Entries from a dataset |
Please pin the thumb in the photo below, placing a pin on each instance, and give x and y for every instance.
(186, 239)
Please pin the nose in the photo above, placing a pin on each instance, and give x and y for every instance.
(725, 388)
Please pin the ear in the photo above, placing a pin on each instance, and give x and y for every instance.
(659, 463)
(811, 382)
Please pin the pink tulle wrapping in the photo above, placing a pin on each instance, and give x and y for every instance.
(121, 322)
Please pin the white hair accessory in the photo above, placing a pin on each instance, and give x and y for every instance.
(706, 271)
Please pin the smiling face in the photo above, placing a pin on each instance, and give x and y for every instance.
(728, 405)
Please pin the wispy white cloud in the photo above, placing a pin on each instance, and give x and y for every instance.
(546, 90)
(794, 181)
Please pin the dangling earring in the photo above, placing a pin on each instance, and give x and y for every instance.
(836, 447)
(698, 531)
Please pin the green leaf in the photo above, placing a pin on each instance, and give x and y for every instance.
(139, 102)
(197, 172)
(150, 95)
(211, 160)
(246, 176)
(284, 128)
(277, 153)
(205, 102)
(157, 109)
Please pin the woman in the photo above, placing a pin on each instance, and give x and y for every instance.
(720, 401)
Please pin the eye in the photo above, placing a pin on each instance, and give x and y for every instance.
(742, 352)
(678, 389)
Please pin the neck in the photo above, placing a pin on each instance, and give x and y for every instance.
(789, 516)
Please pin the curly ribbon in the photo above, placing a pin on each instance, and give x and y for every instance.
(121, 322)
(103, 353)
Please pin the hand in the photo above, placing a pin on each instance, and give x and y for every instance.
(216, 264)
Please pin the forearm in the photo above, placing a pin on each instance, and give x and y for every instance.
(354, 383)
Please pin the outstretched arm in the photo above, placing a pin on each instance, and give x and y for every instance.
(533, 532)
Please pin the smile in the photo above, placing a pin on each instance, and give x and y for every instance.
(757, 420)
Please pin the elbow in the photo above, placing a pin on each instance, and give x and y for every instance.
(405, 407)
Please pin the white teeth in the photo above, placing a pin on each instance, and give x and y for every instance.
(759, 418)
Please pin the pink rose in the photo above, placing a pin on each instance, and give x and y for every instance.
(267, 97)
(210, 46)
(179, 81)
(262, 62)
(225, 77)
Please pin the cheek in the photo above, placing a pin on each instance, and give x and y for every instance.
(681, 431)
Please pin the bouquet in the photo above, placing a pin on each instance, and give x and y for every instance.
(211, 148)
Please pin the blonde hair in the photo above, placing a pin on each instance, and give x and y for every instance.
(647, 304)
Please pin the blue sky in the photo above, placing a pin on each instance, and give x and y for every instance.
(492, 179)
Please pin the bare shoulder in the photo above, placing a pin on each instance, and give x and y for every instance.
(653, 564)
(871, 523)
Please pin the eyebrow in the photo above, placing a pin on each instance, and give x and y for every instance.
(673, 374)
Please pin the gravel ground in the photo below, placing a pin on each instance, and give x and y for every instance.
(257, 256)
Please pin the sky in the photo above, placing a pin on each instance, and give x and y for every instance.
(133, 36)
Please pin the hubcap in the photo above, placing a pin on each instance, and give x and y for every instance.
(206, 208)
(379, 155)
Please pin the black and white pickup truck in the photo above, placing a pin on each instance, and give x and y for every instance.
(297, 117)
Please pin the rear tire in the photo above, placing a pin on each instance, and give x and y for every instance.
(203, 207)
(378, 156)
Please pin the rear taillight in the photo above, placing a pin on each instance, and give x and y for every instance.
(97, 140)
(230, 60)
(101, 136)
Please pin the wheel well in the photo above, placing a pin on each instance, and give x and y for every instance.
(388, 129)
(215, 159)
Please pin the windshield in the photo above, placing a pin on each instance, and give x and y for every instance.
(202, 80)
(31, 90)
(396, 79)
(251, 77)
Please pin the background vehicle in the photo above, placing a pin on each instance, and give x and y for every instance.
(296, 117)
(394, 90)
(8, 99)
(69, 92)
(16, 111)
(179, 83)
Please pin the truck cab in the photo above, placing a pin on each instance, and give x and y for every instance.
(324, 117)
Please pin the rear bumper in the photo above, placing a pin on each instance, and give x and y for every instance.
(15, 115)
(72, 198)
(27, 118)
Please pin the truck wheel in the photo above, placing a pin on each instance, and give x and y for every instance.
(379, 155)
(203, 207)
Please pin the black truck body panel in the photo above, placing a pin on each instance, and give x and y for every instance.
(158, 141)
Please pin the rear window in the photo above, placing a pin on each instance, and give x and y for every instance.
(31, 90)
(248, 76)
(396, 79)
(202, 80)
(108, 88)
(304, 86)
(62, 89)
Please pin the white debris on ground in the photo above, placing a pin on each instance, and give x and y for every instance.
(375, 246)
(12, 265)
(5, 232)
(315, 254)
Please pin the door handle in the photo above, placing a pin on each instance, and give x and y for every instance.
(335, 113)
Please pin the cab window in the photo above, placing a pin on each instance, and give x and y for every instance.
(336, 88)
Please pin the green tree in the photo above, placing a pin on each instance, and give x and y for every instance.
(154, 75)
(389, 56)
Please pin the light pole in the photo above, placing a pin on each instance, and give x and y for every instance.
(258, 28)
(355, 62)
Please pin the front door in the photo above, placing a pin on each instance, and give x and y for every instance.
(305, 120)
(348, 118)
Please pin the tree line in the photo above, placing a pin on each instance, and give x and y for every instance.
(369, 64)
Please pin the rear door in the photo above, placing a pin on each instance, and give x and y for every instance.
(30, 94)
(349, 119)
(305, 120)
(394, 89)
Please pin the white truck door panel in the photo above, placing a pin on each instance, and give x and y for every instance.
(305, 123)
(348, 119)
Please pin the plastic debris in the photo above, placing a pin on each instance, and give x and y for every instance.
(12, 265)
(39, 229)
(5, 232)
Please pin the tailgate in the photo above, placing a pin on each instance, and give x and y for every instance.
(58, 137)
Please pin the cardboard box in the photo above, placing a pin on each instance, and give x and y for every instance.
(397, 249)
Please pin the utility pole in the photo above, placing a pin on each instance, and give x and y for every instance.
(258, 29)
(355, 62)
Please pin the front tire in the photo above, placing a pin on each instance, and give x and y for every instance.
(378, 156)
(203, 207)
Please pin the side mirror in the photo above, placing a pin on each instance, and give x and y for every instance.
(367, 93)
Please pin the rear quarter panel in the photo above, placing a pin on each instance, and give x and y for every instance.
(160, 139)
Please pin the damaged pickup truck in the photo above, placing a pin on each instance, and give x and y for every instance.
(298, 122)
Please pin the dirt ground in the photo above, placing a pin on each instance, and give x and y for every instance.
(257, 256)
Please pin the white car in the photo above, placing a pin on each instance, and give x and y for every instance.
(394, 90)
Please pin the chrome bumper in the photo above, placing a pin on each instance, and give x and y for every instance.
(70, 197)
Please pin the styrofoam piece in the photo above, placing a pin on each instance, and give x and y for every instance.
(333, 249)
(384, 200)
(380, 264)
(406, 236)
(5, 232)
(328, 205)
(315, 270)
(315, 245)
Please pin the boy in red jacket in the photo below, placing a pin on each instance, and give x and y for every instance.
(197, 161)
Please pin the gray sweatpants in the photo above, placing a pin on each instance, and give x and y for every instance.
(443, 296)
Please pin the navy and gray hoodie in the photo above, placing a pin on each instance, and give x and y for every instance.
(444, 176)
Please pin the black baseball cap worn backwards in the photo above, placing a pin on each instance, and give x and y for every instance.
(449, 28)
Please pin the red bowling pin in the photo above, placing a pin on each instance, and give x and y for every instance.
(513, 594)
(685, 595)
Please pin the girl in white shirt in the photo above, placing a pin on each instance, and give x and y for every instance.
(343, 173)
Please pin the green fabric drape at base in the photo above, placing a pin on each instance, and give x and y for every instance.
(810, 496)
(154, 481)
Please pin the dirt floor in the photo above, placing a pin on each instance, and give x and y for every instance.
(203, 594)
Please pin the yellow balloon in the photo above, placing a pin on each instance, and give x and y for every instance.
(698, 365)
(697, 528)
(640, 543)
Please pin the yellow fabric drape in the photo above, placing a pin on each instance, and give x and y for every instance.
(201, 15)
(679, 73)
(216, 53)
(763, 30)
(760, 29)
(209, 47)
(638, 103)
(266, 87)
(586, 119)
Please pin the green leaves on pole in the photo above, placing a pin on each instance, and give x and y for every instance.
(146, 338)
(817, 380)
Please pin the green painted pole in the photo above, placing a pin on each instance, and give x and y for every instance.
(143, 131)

EXERCISE GOAL | Repeat word for word every line from the one that holds "Please pin the dirt floor" to the end. Both ends count.

RESPONSE TO THE TASK |
Please pin the dirt floor in the photo above, placing a pin on each instance, and give x and y for every instance.
(203, 594)
Please pin the yellow balloon in the photo above, placing a pin on each instance, and give x and y for every instance.
(698, 365)
(697, 528)
(640, 543)
Please pin the yellow fabric drape in the photo above, placing a pin on each instance, and give x and y for every instance.
(201, 15)
(679, 73)
(216, 53)
(763, 30)
(760, 29)
(209, 47)
(638, 103)
(266, 87)
(586, 119)
Please pin the green leaves on pole in the photo above, placing a pin on each instance, and give x and y for every instance.
(146, 338)
(817, 380)
Please pin the green painted pole in the photo above, placing a pin on each instance, and give x and y for every instance.
(143, 131)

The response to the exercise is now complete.